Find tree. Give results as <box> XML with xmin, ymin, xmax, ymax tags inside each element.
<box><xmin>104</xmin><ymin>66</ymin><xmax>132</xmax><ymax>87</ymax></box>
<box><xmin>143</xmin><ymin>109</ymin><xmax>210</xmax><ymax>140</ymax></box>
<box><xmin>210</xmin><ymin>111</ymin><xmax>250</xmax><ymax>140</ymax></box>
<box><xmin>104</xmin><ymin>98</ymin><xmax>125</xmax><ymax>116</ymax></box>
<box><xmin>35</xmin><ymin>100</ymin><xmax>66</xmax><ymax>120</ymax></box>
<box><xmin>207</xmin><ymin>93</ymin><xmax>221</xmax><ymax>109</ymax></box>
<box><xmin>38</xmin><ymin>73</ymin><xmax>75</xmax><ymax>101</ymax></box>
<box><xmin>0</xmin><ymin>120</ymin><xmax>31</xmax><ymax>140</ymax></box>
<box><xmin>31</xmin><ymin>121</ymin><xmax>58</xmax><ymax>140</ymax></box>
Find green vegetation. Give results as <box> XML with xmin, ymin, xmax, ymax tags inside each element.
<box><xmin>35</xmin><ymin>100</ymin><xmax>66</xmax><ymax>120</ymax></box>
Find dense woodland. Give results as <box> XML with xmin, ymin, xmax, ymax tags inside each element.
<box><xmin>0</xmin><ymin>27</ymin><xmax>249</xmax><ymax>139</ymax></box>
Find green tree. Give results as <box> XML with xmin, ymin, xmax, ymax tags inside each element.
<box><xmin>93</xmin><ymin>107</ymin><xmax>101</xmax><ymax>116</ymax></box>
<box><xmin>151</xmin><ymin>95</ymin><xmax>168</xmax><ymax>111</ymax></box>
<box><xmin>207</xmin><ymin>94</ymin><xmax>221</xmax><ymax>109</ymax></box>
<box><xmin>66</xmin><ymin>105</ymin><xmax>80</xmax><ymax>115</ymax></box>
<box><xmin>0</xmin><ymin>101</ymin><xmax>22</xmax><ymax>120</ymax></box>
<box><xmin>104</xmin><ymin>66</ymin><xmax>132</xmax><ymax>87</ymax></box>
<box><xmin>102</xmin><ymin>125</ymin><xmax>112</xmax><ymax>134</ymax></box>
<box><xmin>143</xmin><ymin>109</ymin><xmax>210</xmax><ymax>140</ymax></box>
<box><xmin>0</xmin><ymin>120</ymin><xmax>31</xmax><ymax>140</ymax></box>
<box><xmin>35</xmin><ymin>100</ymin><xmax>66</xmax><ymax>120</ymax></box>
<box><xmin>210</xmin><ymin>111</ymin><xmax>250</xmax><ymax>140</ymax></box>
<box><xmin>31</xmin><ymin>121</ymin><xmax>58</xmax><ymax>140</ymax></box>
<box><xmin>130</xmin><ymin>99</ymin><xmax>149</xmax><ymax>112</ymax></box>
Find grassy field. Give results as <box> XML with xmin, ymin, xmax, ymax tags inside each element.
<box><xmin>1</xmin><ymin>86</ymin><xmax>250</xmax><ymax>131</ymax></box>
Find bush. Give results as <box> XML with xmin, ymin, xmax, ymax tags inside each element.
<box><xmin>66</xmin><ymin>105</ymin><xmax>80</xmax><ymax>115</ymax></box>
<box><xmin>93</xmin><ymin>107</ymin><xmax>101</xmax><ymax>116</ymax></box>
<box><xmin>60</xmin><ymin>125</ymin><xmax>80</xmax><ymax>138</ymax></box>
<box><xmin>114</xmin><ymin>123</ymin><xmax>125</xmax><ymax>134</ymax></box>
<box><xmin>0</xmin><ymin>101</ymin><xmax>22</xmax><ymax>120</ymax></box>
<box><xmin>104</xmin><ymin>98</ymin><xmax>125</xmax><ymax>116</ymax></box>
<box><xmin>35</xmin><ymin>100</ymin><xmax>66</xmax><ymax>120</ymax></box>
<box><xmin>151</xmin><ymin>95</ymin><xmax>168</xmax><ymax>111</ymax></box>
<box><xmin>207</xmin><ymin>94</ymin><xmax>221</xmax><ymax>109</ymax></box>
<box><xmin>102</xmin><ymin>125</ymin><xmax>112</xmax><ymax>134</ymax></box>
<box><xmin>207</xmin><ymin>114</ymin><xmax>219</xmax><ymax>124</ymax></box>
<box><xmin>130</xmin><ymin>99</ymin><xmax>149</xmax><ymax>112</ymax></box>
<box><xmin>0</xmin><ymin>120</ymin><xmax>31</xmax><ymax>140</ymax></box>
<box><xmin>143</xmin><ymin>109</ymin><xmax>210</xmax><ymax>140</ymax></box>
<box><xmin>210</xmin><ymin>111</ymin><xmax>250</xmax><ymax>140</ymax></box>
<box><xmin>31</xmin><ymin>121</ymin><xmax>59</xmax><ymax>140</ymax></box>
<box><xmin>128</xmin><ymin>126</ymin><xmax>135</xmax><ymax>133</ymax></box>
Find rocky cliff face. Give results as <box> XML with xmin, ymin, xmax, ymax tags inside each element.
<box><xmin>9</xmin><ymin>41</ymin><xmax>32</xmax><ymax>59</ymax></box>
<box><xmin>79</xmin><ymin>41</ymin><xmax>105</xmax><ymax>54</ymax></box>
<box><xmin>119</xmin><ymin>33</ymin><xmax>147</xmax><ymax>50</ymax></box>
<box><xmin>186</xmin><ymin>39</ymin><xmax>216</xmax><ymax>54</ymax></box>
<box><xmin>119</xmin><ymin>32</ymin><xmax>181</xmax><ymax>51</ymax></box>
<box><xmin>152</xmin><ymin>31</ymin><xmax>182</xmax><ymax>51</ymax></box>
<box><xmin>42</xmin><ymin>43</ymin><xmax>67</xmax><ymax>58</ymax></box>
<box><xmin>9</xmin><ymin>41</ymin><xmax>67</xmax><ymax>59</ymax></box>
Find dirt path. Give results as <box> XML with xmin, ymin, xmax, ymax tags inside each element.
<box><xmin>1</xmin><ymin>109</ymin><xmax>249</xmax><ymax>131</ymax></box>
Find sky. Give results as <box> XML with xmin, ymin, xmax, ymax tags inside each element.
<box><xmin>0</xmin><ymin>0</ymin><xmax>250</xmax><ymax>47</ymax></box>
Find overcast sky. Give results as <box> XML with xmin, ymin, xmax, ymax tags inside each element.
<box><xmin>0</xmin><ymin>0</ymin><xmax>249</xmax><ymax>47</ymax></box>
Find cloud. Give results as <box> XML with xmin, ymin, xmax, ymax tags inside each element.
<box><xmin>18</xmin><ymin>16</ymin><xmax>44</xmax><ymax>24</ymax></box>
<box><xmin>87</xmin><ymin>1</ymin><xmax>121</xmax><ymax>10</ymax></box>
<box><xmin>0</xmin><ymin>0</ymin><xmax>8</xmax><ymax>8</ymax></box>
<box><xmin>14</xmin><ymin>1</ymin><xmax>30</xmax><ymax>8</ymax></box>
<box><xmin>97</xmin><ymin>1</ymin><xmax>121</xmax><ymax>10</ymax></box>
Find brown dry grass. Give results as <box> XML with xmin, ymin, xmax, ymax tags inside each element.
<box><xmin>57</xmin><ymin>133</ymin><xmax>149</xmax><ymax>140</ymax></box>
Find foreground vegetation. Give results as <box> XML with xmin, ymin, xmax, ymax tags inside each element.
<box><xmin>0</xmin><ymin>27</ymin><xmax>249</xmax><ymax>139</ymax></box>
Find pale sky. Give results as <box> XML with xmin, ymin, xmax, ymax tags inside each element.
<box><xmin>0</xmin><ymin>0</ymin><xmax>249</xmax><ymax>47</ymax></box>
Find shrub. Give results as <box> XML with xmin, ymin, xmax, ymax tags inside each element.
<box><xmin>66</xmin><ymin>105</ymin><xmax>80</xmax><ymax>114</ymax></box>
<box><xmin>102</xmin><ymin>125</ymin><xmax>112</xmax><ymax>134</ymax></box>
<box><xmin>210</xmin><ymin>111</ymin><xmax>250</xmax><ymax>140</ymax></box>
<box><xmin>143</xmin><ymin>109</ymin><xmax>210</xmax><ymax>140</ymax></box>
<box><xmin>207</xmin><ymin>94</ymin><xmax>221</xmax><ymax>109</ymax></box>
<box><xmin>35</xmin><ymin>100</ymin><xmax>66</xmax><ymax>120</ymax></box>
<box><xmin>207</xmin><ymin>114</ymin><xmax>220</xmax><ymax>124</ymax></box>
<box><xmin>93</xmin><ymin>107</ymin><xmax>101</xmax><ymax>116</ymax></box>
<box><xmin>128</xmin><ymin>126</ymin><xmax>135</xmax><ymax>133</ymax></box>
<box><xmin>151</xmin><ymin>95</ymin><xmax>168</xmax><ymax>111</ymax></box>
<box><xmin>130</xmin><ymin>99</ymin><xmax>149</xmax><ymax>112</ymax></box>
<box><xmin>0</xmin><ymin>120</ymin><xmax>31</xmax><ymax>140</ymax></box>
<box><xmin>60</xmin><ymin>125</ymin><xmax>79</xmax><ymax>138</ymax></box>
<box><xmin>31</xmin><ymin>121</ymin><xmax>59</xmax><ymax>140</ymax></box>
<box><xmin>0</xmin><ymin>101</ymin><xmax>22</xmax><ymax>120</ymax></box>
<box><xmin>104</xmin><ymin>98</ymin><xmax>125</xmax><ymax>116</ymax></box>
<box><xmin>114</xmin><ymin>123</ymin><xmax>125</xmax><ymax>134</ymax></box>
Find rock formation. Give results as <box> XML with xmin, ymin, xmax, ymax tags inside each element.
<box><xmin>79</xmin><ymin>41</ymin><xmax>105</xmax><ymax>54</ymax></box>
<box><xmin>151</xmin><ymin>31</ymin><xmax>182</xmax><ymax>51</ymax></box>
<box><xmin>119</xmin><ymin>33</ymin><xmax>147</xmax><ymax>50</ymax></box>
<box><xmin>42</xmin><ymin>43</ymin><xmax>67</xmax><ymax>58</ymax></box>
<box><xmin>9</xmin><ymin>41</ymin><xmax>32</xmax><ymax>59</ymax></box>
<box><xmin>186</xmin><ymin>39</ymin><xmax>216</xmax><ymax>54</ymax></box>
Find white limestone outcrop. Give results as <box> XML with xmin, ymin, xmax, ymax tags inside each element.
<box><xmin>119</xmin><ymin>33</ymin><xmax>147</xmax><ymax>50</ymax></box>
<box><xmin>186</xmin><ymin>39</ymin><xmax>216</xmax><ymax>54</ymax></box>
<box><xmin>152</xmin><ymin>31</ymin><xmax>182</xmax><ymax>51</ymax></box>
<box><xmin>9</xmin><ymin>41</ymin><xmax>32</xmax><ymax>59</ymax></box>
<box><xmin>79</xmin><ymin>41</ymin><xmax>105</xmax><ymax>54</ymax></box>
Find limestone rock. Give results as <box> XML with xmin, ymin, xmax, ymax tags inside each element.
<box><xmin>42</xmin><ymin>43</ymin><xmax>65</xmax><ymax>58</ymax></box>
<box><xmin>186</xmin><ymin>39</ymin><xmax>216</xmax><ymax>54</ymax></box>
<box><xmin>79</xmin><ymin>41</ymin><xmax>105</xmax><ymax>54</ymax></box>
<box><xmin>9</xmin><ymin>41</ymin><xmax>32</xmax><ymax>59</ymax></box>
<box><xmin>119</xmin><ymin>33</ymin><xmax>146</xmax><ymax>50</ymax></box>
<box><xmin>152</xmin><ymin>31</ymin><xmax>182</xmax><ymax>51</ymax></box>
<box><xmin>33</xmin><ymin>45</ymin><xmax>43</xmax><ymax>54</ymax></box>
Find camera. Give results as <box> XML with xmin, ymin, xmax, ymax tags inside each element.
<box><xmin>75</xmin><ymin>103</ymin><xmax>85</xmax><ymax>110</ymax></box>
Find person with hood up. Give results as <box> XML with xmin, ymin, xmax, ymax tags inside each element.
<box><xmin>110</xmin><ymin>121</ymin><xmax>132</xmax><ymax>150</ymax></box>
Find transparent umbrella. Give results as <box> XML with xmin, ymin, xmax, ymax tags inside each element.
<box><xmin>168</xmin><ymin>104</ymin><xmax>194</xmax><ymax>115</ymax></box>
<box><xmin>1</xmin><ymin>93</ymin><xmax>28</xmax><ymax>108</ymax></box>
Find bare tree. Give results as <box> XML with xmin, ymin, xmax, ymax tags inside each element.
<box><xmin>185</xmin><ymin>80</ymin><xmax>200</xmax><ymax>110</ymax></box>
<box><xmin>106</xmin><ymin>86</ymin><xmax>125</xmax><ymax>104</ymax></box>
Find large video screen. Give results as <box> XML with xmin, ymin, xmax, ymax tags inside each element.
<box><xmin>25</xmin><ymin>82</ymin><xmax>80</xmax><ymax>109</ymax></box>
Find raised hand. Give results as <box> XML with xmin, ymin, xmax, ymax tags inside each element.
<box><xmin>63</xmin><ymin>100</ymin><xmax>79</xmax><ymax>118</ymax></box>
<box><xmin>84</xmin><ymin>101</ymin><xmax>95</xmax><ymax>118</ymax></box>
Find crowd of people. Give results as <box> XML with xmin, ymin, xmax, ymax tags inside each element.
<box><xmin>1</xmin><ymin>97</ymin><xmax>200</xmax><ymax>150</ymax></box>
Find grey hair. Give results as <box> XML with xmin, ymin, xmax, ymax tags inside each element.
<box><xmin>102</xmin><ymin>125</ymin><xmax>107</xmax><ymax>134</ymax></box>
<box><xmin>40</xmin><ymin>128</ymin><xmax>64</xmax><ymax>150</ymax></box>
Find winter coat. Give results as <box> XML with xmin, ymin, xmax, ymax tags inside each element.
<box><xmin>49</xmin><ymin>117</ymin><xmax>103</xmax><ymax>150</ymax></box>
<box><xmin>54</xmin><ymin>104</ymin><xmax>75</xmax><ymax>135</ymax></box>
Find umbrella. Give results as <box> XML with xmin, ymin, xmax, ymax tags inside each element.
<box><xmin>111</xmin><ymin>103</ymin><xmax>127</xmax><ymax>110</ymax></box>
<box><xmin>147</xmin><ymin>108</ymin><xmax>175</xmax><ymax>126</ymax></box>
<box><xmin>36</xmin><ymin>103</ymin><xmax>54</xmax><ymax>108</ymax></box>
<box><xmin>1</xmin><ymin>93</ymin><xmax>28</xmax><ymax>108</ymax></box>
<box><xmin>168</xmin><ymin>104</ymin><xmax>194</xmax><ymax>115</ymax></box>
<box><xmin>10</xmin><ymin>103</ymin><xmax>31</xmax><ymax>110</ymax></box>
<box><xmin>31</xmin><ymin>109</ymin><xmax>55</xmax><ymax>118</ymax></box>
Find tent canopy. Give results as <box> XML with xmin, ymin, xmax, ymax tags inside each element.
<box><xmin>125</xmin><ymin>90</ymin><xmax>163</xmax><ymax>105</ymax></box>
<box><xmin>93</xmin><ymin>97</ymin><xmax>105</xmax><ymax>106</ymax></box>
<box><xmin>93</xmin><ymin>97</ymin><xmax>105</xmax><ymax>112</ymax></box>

......

> [Exercise]: Write out the lines of the records exactly, starting at the one holding "Find raised hand." and ending with the last line, and include no others.

> [Solution]:
Find raised hand. Give results as <box> XML with xmin, ymin, xmax, ymax tags inside each element.
<box><xmin>63</xmin><ymin>100</ymin><xmax>79</xmax><ymax>118</ymax></box>
<box><xmin>84</xmin><ymin>101</ymin><xmax>95</xmax><ymax>118</ymax></box>
Find crowd of people. Give results as <box> XML with xmin, ymin, xmax, ymax tags inside each element.
<box><xmin>1</xmin><ymin>97</ymin><xmax>200</xmax><ymax>150</ymax></box>
Find grey hair. Give results as <box> XML with xmin, ymin, xmax, ymax tags inside each element.
<box><xmin>102</xmin><ymin>125</ymin><xmax>107</xmax><ymax>134</ymax></box>
<box><xmin>40</xmin><ymin>128</ymin><xmax>64</xmax><ymax>150</ymax></box>
Find winter coat. Give results as <box> XML with xmin, ymin, xmax, ymax tags inside each element.
<box><xmin>49</xmin><ymin>117</ymin><xmax>103</xmax><ymax>150</ymax></box>
<box><xmin>54</xmin><ymin>104</ymin><xmax>75</xmax><ymax>135</ymax></box>
Find umbrella. Give results as <box> XML with xmin, ymin, xmax, ymax tags inside each element.
<box><xmin>111</xmin><ymin>103</ymin><xmax>127</xmax><ymax>110</ymax></box>
<box><xmin>147</xmin><ymin>108</ymin><xmax>175</xmax><ymax>126</ymax></box>
<box><xmin>36</xmin><ymin>103</ymin><xmax>54</xmax><ymax>108</ymax></box>
<box><xmin>1</xmin><ymin>93</ymin><xmax>28</xmax><ymax>108</ymax></box>
<box><xmin>168</xmin><ymin>104</ymin><xmax>194</xmax><ymax>115</ymax></box>
<box><xmin>10</xmin><ymin>103</ymin><xmax>31</xmax><ymax>110</ymax></box>
<box><xmin>31</xmin><ymin>109</ymin><xmax>55</xmax><ymax>118</ymax></box>
Find tent canopy. Give results as <box> XML with xmin, ymin, xmax, ymax tags inside each element.
<box><xmin>125</xmin><ymin>90</ymin><xmax>163</xmax><ymax>105</ymax></box>
<box><xmin>93</xmin><ymin>97</ymin><xmax>105</xmax><ymax>106</ymax></box>
<box><xmin>93</xmin><ymin>97</ymin><xmax>105</xmax><ymax>112</ymax></box>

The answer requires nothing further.